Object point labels
--- Begin ---

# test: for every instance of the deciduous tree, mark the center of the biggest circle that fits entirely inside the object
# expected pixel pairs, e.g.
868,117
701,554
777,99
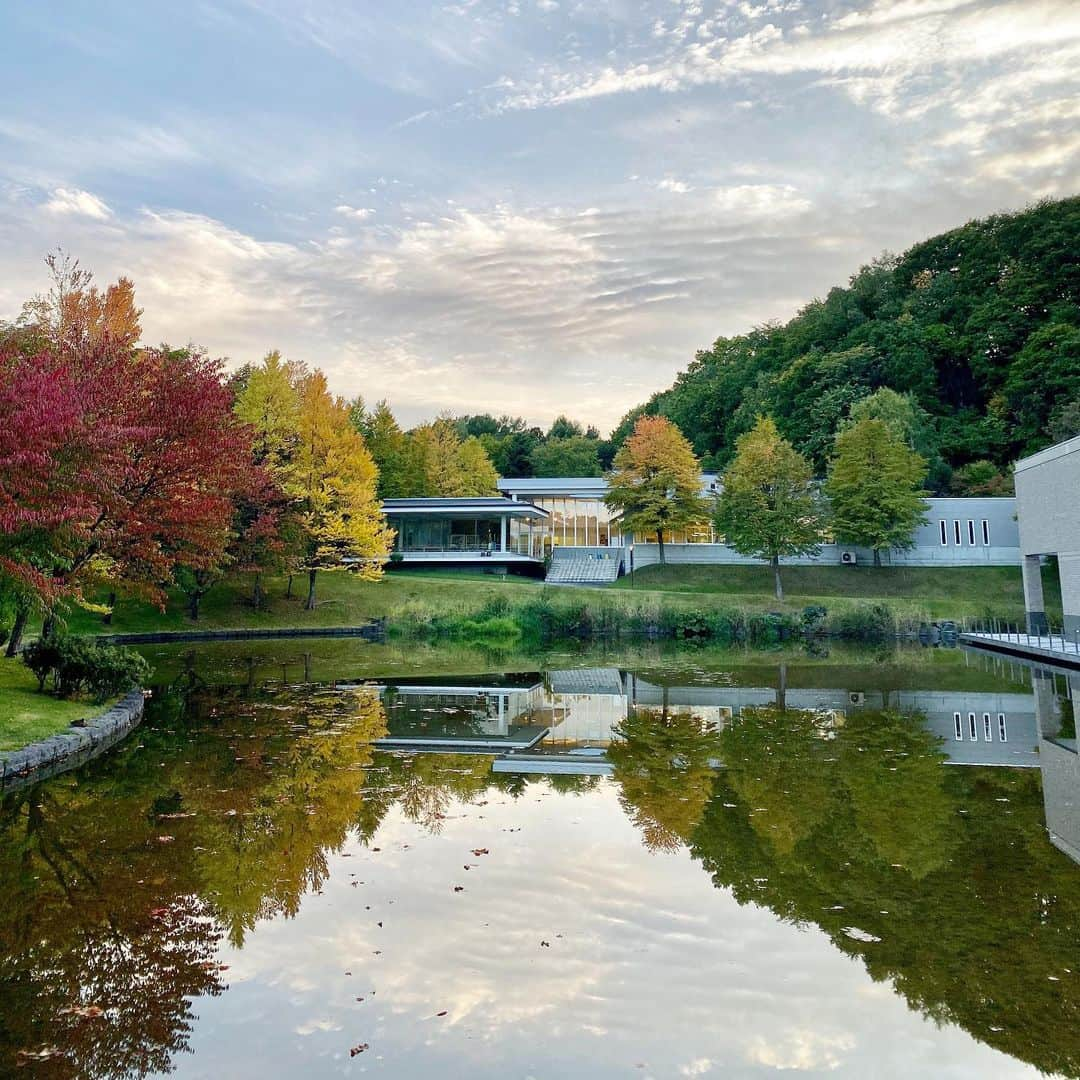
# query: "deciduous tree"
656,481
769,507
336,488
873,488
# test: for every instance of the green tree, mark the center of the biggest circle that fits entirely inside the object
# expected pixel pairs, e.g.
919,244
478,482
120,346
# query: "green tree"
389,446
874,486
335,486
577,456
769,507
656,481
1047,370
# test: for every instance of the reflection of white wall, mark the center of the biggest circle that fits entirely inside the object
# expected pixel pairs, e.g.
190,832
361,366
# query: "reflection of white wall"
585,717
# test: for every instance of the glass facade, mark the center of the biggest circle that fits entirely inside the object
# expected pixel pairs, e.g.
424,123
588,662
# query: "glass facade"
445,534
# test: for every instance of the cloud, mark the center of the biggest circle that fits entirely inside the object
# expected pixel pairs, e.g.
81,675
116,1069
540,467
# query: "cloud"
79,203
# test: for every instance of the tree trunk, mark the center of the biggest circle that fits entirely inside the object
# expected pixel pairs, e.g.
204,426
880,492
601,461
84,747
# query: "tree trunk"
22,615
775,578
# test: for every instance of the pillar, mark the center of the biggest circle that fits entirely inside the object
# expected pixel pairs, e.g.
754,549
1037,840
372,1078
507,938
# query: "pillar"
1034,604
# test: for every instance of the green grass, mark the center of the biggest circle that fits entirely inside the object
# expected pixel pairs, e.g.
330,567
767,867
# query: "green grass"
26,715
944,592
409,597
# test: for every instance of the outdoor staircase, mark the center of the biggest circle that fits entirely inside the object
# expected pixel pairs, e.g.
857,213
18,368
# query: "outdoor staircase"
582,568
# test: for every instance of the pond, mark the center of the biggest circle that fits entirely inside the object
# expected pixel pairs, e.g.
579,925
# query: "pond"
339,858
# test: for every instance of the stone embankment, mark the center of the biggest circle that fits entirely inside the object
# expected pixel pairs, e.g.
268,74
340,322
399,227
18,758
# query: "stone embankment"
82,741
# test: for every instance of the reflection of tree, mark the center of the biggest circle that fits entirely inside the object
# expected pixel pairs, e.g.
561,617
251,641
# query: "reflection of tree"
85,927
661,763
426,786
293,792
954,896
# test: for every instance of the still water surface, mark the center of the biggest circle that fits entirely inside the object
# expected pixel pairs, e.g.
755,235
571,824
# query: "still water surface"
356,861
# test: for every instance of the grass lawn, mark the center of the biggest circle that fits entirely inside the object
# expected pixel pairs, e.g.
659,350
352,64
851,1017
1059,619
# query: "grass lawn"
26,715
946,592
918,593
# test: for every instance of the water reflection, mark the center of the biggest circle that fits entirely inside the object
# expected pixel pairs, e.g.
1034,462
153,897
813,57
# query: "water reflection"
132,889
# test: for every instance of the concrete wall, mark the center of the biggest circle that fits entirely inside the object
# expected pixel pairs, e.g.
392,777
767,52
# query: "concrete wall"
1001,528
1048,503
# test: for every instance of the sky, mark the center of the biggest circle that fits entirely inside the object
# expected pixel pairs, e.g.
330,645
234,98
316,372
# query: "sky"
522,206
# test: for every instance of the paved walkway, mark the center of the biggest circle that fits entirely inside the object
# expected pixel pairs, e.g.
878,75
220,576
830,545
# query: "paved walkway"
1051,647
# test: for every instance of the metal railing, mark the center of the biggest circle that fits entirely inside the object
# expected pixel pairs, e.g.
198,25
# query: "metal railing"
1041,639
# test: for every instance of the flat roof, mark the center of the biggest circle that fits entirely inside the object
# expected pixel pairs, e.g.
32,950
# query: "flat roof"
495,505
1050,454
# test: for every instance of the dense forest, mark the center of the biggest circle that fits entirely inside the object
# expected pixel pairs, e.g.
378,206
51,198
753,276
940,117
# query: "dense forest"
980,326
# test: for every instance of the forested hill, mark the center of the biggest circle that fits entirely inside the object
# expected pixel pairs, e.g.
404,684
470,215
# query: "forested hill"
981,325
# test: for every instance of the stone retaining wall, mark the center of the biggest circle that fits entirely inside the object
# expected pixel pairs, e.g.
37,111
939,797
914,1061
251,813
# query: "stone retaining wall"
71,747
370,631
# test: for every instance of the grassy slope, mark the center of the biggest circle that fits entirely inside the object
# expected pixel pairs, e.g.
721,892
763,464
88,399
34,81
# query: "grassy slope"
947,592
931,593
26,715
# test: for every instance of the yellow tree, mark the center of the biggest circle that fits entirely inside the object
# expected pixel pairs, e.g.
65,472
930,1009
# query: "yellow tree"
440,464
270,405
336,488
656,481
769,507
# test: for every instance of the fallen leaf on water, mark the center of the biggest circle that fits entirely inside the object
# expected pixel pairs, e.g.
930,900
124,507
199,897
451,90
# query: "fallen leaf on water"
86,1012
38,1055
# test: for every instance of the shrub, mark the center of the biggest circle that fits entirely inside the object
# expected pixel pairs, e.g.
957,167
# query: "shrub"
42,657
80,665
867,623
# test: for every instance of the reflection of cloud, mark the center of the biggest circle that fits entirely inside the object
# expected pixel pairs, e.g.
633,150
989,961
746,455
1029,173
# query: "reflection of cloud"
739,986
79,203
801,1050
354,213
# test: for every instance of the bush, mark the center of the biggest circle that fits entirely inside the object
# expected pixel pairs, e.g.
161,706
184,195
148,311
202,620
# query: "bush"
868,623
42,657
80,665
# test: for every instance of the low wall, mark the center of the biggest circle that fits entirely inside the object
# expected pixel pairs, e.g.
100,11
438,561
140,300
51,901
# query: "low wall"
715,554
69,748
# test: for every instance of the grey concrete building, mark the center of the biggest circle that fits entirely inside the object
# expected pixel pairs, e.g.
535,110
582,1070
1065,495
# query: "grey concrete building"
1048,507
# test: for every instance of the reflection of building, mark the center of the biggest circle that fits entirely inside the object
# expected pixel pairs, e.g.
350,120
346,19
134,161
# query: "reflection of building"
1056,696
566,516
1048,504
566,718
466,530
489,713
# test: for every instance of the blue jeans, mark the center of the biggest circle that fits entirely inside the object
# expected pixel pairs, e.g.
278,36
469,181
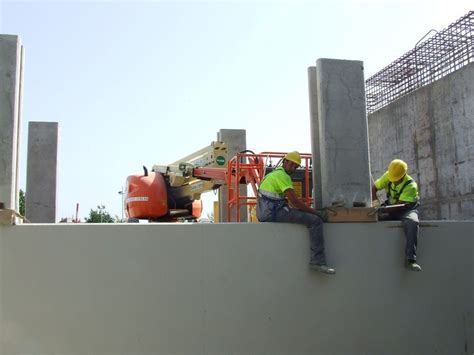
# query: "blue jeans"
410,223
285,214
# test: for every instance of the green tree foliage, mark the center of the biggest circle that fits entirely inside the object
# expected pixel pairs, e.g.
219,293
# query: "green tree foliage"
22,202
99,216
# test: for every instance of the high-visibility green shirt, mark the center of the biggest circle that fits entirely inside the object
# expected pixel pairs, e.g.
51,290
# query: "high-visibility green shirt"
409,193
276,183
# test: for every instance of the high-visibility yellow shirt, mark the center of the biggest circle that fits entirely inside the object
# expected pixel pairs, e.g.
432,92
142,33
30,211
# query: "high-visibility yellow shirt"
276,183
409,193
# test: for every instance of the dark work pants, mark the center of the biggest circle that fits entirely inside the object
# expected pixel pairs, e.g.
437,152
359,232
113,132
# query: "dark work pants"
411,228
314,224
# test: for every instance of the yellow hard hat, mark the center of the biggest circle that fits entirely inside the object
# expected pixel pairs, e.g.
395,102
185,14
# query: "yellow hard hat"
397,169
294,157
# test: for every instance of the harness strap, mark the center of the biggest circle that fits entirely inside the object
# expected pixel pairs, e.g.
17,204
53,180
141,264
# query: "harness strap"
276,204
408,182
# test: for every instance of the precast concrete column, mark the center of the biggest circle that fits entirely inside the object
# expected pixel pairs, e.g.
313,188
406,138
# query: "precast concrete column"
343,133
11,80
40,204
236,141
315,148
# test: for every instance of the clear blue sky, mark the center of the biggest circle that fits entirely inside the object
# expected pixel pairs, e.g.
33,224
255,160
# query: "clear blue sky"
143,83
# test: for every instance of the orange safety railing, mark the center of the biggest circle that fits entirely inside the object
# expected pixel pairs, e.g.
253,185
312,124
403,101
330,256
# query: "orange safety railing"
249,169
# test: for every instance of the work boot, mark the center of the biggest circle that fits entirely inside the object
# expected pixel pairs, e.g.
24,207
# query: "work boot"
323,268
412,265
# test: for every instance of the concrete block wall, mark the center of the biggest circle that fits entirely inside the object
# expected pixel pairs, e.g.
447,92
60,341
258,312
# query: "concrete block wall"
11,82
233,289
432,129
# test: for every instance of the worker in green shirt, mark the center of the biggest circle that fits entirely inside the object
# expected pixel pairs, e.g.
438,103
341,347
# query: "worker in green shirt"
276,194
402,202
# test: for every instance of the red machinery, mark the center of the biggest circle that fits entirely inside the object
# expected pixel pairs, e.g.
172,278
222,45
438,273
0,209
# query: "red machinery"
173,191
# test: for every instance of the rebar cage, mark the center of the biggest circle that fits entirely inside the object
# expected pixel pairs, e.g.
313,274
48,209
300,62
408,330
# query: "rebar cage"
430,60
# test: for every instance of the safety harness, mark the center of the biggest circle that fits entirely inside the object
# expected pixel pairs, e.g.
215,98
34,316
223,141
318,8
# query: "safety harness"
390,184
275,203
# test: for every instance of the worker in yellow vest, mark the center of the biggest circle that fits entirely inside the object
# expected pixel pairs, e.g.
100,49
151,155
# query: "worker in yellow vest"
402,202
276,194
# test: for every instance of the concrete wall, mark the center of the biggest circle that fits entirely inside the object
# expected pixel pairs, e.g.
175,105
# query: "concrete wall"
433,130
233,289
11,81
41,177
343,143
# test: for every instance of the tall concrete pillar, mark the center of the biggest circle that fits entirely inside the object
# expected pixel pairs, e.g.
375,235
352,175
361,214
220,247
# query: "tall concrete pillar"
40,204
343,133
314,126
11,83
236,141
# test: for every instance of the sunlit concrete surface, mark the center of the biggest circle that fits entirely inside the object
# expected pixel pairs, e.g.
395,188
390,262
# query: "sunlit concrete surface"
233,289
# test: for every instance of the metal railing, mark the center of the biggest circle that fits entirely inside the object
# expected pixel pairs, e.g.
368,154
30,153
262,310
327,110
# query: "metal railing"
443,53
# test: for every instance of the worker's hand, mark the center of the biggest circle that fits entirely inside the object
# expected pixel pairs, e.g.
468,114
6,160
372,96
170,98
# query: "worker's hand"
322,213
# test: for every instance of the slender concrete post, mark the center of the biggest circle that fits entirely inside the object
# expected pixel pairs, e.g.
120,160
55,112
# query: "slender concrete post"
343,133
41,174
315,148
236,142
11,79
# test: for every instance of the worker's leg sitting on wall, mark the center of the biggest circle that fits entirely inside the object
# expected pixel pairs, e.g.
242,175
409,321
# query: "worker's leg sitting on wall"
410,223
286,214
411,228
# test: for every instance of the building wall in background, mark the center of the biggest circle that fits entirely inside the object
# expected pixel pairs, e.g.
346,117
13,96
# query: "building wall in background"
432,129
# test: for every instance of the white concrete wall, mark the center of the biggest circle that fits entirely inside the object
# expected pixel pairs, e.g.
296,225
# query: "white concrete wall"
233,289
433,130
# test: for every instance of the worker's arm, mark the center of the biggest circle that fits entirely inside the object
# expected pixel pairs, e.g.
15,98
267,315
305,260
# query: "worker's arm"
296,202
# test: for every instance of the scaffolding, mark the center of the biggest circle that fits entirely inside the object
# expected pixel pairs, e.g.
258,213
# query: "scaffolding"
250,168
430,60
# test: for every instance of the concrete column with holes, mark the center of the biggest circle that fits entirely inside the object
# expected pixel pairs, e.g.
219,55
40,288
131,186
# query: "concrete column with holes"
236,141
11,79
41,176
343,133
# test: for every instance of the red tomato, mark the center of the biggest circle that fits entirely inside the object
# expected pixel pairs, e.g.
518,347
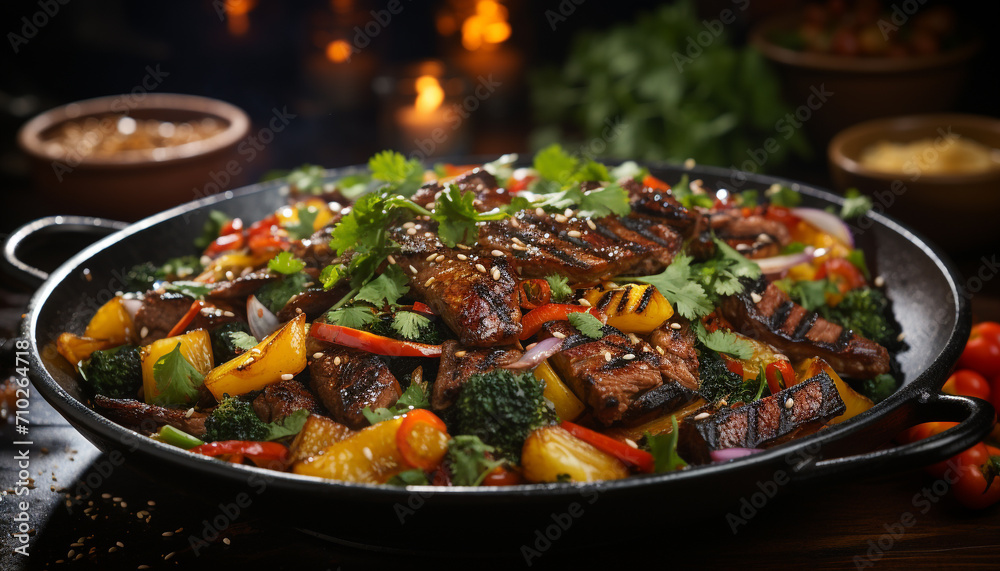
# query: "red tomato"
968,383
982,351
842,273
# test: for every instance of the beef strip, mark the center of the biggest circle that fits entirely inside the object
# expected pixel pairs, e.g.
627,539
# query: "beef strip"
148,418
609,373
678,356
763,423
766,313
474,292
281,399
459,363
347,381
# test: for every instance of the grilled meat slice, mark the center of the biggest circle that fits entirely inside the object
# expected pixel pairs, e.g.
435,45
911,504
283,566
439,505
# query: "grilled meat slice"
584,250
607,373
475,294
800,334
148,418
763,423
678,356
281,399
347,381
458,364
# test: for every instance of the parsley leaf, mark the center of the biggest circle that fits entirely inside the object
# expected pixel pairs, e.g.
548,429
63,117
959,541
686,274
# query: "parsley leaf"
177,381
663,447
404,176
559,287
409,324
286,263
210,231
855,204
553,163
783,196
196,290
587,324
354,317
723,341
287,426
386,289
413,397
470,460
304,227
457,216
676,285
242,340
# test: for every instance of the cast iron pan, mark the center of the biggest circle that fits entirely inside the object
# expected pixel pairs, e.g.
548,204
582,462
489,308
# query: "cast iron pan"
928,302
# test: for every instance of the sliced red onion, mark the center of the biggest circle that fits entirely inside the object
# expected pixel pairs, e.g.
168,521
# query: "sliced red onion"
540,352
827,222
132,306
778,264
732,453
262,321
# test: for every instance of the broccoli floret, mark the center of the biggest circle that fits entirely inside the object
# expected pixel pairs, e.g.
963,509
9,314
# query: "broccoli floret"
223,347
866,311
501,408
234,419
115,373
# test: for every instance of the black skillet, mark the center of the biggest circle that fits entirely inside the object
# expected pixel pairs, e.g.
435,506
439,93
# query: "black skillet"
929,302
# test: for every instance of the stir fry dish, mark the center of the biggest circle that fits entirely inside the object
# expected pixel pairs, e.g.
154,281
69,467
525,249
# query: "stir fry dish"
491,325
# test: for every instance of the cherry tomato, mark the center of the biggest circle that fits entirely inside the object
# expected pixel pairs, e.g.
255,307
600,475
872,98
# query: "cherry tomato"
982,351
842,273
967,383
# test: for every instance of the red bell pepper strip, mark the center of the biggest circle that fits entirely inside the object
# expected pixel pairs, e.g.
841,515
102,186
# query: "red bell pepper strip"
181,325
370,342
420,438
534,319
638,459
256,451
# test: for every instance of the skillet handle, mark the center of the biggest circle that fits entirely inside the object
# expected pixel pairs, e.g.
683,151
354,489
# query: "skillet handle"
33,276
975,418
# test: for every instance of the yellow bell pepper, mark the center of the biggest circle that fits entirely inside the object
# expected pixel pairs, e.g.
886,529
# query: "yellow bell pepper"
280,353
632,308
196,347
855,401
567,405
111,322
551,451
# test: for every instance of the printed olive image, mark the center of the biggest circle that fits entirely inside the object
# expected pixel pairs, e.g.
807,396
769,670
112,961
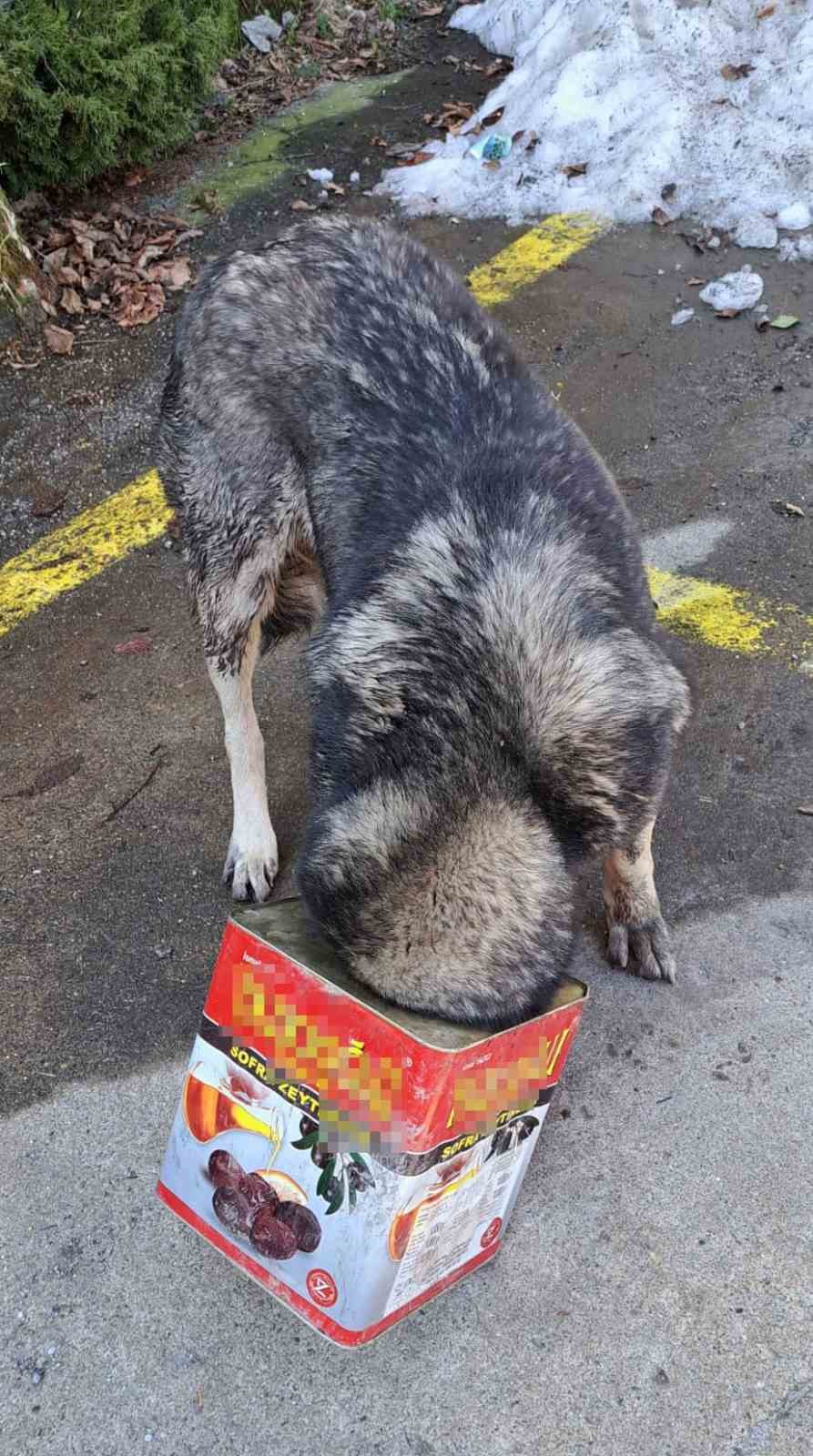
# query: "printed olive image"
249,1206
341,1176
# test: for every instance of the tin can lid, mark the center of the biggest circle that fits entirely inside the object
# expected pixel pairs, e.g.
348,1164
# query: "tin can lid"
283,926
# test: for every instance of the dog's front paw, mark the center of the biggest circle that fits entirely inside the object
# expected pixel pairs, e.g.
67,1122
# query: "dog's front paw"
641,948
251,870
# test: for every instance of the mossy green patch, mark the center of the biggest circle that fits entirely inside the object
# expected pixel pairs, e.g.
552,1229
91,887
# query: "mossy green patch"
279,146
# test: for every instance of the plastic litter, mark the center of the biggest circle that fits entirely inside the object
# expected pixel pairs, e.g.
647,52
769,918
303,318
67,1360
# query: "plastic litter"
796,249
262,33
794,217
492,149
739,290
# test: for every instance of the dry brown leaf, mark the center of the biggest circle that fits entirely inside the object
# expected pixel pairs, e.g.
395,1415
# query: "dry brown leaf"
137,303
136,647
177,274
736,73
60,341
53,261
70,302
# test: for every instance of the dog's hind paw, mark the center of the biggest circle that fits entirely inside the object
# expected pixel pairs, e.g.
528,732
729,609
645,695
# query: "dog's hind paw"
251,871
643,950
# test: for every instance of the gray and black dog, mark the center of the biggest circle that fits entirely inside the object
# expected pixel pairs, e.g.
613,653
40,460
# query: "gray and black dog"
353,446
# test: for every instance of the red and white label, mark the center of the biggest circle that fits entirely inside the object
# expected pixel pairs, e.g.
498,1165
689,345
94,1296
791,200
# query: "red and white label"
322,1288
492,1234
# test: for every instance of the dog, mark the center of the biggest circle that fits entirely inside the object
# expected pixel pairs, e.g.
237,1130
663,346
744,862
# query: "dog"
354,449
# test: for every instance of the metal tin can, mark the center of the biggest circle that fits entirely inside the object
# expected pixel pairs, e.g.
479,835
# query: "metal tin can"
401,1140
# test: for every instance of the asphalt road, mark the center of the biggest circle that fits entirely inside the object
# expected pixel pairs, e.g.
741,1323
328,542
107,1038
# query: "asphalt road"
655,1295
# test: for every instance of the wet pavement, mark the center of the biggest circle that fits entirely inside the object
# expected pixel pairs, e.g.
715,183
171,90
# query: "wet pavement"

--- End ---

[Request]: Return exactly, and only, the line containing "# test: for every instance of the gray" and every line after it through the end of the material.

[Worked solution]:
# test: for every instance of the gray and black dog, mark the center of the biggest circle that fits entirely inside the object
# expected pixel pairs, e.g.
613,653
40,460
# query: "gray and black dog"
353,446
# test: for every instance of the red and white label, mark the center of the biggest circle that fits entirely inside the object
# expected pixel pairs, e.g.
498,1165
689,345
94,1296
791,200
# query: "red and white label"
322,1288
492,1234
# test: for every instance of the dog, mark the center of the biggest circle that fits entirely inside the object
# expected pixel pairs, e.g.
237,1130
663,346
744,862
# query: "dog"
354,449
# test: for every instance of the metal tin can, mark the center of the biggest circle that fits entirely inside the object
# expected pixel pairs, e.g.
479,835
# query: "metal tin can"
401,1140
# test: for every instance of the asphalt road, mark the center of the biggest circle that fits entirely inside the object
# expected pixel pairs, e.g.
741,1323
328,542
107,1038
# query: "asphalt road"
655,1295
# test: for every instance of the wet pavement, mark the center of the biggest circle that fits entirely inside the object
# expected pixel pairs, e.g.
715,183
171,90
# query: "wet pavement"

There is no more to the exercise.